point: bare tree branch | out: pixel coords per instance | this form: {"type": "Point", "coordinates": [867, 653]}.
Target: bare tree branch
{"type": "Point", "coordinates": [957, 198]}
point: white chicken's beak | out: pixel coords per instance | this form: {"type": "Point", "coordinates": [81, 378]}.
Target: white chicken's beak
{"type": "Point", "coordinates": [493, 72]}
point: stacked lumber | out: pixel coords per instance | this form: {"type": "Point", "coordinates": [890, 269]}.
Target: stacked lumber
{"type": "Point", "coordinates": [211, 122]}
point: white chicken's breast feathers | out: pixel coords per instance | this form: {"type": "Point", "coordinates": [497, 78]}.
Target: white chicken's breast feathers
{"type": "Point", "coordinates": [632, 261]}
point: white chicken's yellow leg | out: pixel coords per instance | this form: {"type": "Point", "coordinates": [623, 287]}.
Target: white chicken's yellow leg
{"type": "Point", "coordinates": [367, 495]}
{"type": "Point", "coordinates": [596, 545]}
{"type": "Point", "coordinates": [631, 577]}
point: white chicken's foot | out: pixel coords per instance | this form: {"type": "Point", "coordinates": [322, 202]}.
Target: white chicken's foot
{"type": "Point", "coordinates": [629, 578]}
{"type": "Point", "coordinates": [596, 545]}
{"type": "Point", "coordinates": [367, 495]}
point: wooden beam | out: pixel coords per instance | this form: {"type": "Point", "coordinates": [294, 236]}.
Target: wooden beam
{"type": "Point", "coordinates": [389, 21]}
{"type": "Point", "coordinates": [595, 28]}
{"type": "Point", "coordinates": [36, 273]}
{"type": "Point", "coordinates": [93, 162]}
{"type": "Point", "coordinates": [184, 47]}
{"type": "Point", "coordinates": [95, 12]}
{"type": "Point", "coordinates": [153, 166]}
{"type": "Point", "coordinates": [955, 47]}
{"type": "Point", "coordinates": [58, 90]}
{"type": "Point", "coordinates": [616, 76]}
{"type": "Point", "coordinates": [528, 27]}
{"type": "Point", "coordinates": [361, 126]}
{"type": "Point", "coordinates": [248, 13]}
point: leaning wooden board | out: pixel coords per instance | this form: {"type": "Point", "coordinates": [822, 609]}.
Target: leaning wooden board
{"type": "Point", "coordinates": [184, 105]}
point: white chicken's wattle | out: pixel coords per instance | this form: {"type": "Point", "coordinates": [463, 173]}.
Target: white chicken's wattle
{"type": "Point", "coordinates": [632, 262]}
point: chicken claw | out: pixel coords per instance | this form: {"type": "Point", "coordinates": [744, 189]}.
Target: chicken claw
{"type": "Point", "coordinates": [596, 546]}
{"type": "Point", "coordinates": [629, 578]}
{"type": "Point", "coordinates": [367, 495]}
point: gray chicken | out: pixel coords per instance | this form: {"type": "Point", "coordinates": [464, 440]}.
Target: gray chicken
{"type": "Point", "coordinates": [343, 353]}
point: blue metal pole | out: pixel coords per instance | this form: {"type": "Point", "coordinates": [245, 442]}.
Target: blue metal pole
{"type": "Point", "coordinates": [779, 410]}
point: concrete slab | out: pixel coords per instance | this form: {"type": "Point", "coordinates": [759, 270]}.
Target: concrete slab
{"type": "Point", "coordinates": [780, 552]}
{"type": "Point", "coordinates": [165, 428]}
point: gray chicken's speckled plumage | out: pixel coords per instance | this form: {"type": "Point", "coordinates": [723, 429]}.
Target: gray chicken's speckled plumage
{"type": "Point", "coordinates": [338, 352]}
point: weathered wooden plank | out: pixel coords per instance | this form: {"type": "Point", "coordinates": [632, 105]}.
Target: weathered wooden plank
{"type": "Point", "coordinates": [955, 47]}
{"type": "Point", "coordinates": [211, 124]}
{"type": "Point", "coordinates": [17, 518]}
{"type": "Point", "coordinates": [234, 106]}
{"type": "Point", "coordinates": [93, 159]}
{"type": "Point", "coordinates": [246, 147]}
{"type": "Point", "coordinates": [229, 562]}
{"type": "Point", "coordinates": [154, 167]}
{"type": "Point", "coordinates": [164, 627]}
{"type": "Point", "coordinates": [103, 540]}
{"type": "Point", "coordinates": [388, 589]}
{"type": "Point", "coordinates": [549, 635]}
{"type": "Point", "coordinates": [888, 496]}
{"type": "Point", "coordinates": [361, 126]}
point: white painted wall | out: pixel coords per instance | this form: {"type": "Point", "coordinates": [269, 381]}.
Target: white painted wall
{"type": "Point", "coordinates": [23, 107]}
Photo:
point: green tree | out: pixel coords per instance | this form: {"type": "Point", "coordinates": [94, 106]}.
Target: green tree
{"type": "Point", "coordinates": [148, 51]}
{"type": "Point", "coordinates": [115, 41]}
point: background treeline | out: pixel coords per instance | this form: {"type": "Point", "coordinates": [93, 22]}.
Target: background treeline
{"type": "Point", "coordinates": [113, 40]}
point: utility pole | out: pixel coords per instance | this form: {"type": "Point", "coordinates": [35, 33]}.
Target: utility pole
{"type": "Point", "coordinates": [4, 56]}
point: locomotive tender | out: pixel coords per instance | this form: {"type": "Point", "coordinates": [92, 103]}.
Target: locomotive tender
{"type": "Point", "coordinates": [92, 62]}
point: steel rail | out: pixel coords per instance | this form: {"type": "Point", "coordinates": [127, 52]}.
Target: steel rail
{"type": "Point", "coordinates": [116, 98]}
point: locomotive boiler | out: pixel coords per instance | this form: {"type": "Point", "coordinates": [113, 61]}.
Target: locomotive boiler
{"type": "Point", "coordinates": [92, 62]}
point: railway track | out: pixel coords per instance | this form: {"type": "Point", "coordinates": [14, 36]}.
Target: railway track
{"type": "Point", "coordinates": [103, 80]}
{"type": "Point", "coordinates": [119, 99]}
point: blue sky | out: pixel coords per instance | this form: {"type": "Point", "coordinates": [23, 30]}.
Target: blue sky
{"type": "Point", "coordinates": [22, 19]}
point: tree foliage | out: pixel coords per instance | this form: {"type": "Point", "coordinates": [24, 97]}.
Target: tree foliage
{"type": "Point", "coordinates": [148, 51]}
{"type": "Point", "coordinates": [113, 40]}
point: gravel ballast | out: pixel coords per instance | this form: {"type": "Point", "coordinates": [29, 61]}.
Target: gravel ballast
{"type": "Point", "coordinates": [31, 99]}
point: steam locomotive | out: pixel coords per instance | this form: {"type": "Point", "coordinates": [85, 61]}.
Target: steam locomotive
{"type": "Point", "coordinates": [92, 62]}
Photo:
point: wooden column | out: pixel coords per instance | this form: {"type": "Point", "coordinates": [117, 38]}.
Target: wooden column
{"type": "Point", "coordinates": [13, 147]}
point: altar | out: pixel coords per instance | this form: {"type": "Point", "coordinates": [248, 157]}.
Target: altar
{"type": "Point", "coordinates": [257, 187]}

+++++

■ **TASK DESCRIPTION**
Reproduce all of the records above word for word, leaving none out.

■ **THE REPLY**
point: bare tree branch | out: pixel coords per instance | this form: {"type": "Point", "coordinates": [867, 653]}.
Target: bare tree branch
{"type": "Point", "coordinates": [957, 198]}
point: white chicken's beak | out: pixel coords per instance | this form: {"type": "Point", "coordinates": [81, 378]}.
Target: white chicken's beak
{"type": "Point", "coordinates": [493, 72]}
point: stacked lumber | out: pixel coords per instance | this form: {"type": "Point", "coordinates": [890, 269]}.
Target: stacked lumber
{"type": "Point", "coordinates": [211, 122]}
point: white chicken's breast feathers | out: pixel coords per instance | this form: {"type": "Point", "coordinates": [497, 78]}.
Target: white chicken's breast feathers
{"type": "Point", "coordinates": [632, 261]}
point: white chicken's yellow leg | out: pixel coords per instance | this form: {"type": "Point", "coordinates": [623, 287]}.
Target: white chicken's yellow leg
{"type": "Point", "coordinates": [367, 495]}
{"type": "Point", "coordinates": [596, 545]}
{"type": "Point", "coordinates": [631, 577]}
point: white chicken's foot | out: pixel coords per instance | this form: {"type": "Point", "coordinates": [322, 202]}.
Target: white chicken's foot
{"type": "Point", "coordinates": [629, 578]}
{"type": "Point", "coordinates": [596, 545]}
{"type": "Point", "coordinates": [367, 495]}
point: wooden beam | out: pixel coords per instance | this form: {"type": "Point", "coordinates": [294, 236]}.
Target: wooden beam
{"type": "Point", "coordinates": [389, 21]}
{"type": "Point", "coordinates": [595, 28]}
{"type": "Point", "coordinates": [36, 273]}
{"type": "Point", "coordinates": [93, 162]}
{"type": "Point", "coordinates": [184, 47]}
{"type": "Point", "coordinates": [95, 12]}
{"type": "Point", "coordinates": [153, 166]}
{"type": "Point", "coordinates": [955, 47]}
{"type": "Point", "coordinates": [58, 90]}
{"type": "Point", "coordinates": [616, 76]}
{"type": "Point", "coordinates": [528, 27]}
{"type": "Point", "coordinates": [361, 126]}
{"type": "Point", "coordinates": [248, 13]}
point: leaning wooden board | out: pixel coords per instance | this form: {"type": "Point", "coordinates": [822, 609]}.
Target: leaning wooden board
{"type": "Point", "coordinates": [184, 105]}
point: white chicken's wattle | out: pixel coords per instance | this form: {"type": "Point", "coordinates": [463, 173]}.
Target: white chicken's wattle
{"type": "Point", "coordinates": [632, 262]}
point: chicken claw | out: pixel coords per instance | this form: {"type": "Point", "coordinates": [744, 189]}.
Target: chicken claw
{"type": "Point", "coordinates": [596, 546]}
{"type": "Point", "coordinates": [629, 578]}
{"type": "Point", "coordinates": [367, 495]}
point: gray chicken | out: pixel coords per instance | this form: {"type": "Point", "coordinates": [464, 440]}.
Target: gray chicken
{"type": "Point", "coordinates": [343, 353]}
point: blue metal pole | out: pixel coords per instance | this form: {"type": "Point", "coordinates": [245, 442]}.
Target: blue metal pole
{"type": "Point", "coordinates": [779, 410]}
point: concrete slab | out: pixel coords per instance | this form: {"type": "Point", "coordinates": [759, 270]}.
Target: concrete slab
{"type": "Point", "coordinates": [780, 552]}
{"type": "Point", "coordinates": [165, 428]}
point: gray chicken's speckled plumage | out: pixel coords per instance | this form: {"type": "Point", "coordinates": [723, 429]}.
Target: gray chicken's speckled plumage
{"type": "Point", "coordinates": [338, 352]}
point: weathered wooden plank | out: pixel coords per instance | this form: {"type": "Point", "coordinates": [632, 105]}.
Target: weathered wooden plank
{"type": "Point", "coordinates": [955, 47]}
{"type": "Point", "coordinates": [211, 124]}
{"type": "Point", "coordinates": [17, 518]}
{"type": "Point", "coordinates": [234, 106]}
{"type": "Point", "coordinates": [93, 159]}
{"type": "Point", "coordinates": [246, 147]}
{"type": "Point", "coordinates": [229, 562]}
{"type": "Point", "coordinates": [154, 167]}
{"type": "Point", "coordinates": [164, 627]}
{"type": "Point", "coordinates": [103, 540]}
{"type": "Point", "coordinates": [388, 589]}
{"type": "Point", "coordinates": [549, 635]}
{"type": "Point", "coordinates": [888, 496]}
{"type": "Point", "coordinates": [361, 126]}
point: white painted wall | out: pixel coords per instance | this form: {"type": "Point", "coordinates": [269, 381]}.
Target: white painted wall
{"type": "Point", "coordinates": [23, 107]}
Photo:
point: green tree | out: pixel coords per instance | this form: {"type": "Point", "coordinates": [94, 106]}.
Target: green tree
{"type": "Point", "coordinates": [148, 51]}
{"type": "Point", "coordinates": [115, 41]}
point: background treeline | out: pixel coords per instance | this form: {"type": "Point", "coordinates": [93, 22]}.
Target: background treeline
{"type": "Point", "coordinates": [113, 40]}
point: utility pole | out: pixel coords per instance | this form: {"type": "Point", "coordinates": [35, 33]}.
Target: utility pole
{"type": "Point", "coordinates": [4, 56]}
point: locomotive tender | out: pixel coords per instance | this form: {"type": "Point", "coordinates": [92, 103]}.
Target: locomotive tender
{"type": "Point", "coordinates": [92, 62]}
point: steel rail | out: pixel coords per instance | this form: {"type": "Point", "coordinates": [127, 52]}.
Target: steel rail
{"type": "Point", "coordinates": [116, 98]}
point: locomotive boiler | out: pixel coords per instance | this form: {"type": "Point", "coordinates": [113, 61]}.
Target: locomotive boiler
{"type": "Point", "coordinates": [92, 62]}
point: railway track | out: pixel coords per instance | this form: {"type": "Point", "coordinates": [14, 36]}.
Target: railway track
{"type": "Point", "coordinates": [103, 80]}
{"type": "Point", "coordinates": [119, 99]}
point: blue sky | out: pixel coords per instance | this form: {"type": "Point", "coordinates": [23, 30]}.
Target: blue sky
{"type": "Point", "coordinates": [22, 19]}
point: tree foliage | out: pixel coords per instance | this form: {"type": "Point", "coordinates": [24, 97]}.
Target: tree foliage
{"type": "Point", "coordinates": [148, 51]}
{"type": "Point", "coordinates": [113, 40]}
point: gravel ballast | out: pixel coords per instance | this form: {"type": "Point", "coordinates": [29, 61]}.
Target: gravel ballast
{"type": "Point", "coordinates": [31, 99]}
point: steam locomotive | out: pixel coords per instance | this form: {"type": "Point", "coordinates": [85, 61]}.
Target: steam locomotive
{"type": "Point", "coordinates": [92, 62]}
Photo:
point: wooden column | out: pixel coords per instance | this form: {"type": "Point", "coordinates": [117, 38]}.
Target: wooden column
{"type": "Point", "coordinates": [13, 147]}
point: altar | out: pixel coords per instance | this form: {"type": "Point", "coordinates": [248, 157]}.
Target: altar
{"type": "Point", "coordinates": [257, 187]}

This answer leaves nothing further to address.